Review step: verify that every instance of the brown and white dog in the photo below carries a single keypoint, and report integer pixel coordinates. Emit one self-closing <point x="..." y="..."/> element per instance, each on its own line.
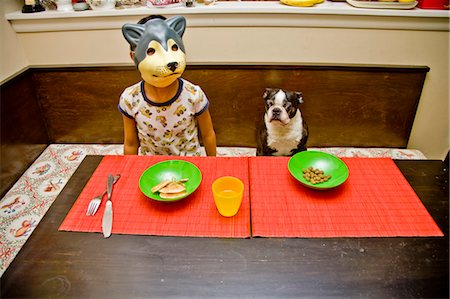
<point x="284" y="131"/>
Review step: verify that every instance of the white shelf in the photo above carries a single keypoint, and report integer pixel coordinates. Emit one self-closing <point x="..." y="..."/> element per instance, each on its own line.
<point x="241" y="14"/>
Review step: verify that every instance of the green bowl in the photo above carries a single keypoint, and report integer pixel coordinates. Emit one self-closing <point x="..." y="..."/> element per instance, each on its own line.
<point x="170" y="170"/>
<point x="330" y="164"/>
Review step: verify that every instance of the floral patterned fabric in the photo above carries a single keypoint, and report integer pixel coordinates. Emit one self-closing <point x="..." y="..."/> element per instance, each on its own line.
<point x="24" y="205"/>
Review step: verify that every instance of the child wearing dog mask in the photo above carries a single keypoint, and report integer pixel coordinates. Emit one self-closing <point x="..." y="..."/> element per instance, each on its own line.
<point x="163" y="113"/>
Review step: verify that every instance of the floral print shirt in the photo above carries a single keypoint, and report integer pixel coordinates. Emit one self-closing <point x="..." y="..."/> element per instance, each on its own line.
<point x="168" y="128"/>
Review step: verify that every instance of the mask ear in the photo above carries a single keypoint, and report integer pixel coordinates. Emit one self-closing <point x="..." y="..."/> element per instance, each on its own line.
<point x="299" y="96"/>
<point x="133" y="33"/>
<point x="178" y="24"/>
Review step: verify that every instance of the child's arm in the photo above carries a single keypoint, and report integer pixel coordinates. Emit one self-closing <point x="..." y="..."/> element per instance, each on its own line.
<point x="131" y="141"/>
<point x="207" y="131"/>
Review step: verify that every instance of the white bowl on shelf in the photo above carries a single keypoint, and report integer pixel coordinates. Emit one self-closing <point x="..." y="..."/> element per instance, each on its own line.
<point x="101" y="4"/>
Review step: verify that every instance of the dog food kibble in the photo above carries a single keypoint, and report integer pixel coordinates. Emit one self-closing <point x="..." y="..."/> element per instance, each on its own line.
<point x="315" y="175"/>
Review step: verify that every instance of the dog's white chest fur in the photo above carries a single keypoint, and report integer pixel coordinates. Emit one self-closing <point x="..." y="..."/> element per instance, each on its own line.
<point x="284" y="138"/>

- Requirement -
Transcribe all the lines above exactly, apart from the pictures.

- Task output -
Review step: verify that every instance of the brown and white dog in the photo below carries a single keypoint, and report integer pixel coordinates. Emit one self-closing <point x="..." y="..."/> element per instance, each on its own line.
<point x="284" y="131"/>
Review step: verify that every instance of the white shelf in the photo above carries a single keypoint, and report integer pixel coordinates. Emit one self-closing <point x="..." y="..."/> element per instance, each on its own line.
<point x="241" y="14"/>
Review step: verify that every instance of the green bowl in the photo above carries a single keypoint, and report integer pixel coordinates. Emit one self-closing <point x="..." y="..."/> element per instance, each on its own line.
<point x="170" y="170"/>
<point x="330" y="164"/>
Review step: verify that every instance of the floral patterned fabric in the photo above carries a single keypoint, and report integer pixel coordinates. Emit one self-closing <point x="..." y="..."/> element per instance, each on its own line.
<point x="24" y="205"/>
Review step: verify that every instance of the child wearing dog mask in the photo above carries a single keypoint, and report integer pixel coordinates. Emit one self-closing <point x="..." y="..."/> element per instance, each on its own line.
<point x="163" y="113"/>
Review step: verify that every instance of the floral print shirt in the photo above carries a single keypoint, and report integer pixel coordinates. Emit one self-closing <point x="..." y="..."/> element per instance, each on its own line.
<point x="168" y="128"/>
Review step: verify that every instance of the mask ear in the photo above carries a single keypoint, and report integer pixel coordinates. Emit one self-closing <point x="..." y="..."/> element per instance, each on its own line.
<point x="299" y="96"/>
<point x="133" y="33"/>
<point x="178" y="24"/>
Review step: verify that every instance of the child's arm in the photo above carries a single keypoint, and report integer pixel coordinates. Emit one self-closing <point x="..." y="..."/> element per instance, each on its own line.
<point x="131" y="141"/>
<point x="207" y="131"/>
Review step: verify that every instance of the white bowl on shelf in the photo above carries a single keypoint, and report integer pixel coordinates. Emit one self-closing <point x="..." y="..."/> element per instance, each on its own line.
<point x="101" y="4"/>
Review step: verify that every instance of the dog food kibble in the photo above carries a single keypoint, and report integer pixel coordinates. Emit one self-closing <point x="..." y="..."/> element per instance, each on its own line.
<point x="315" y="175"/>
Review step: verify that every instance of the dog's white chest fur in the photo above carries a single keypoint, and report integer pixel coordinates. Emit one self-closing <point x="..." y="..."/> element per instance, each on its own line.
<point x="284" y="138"/>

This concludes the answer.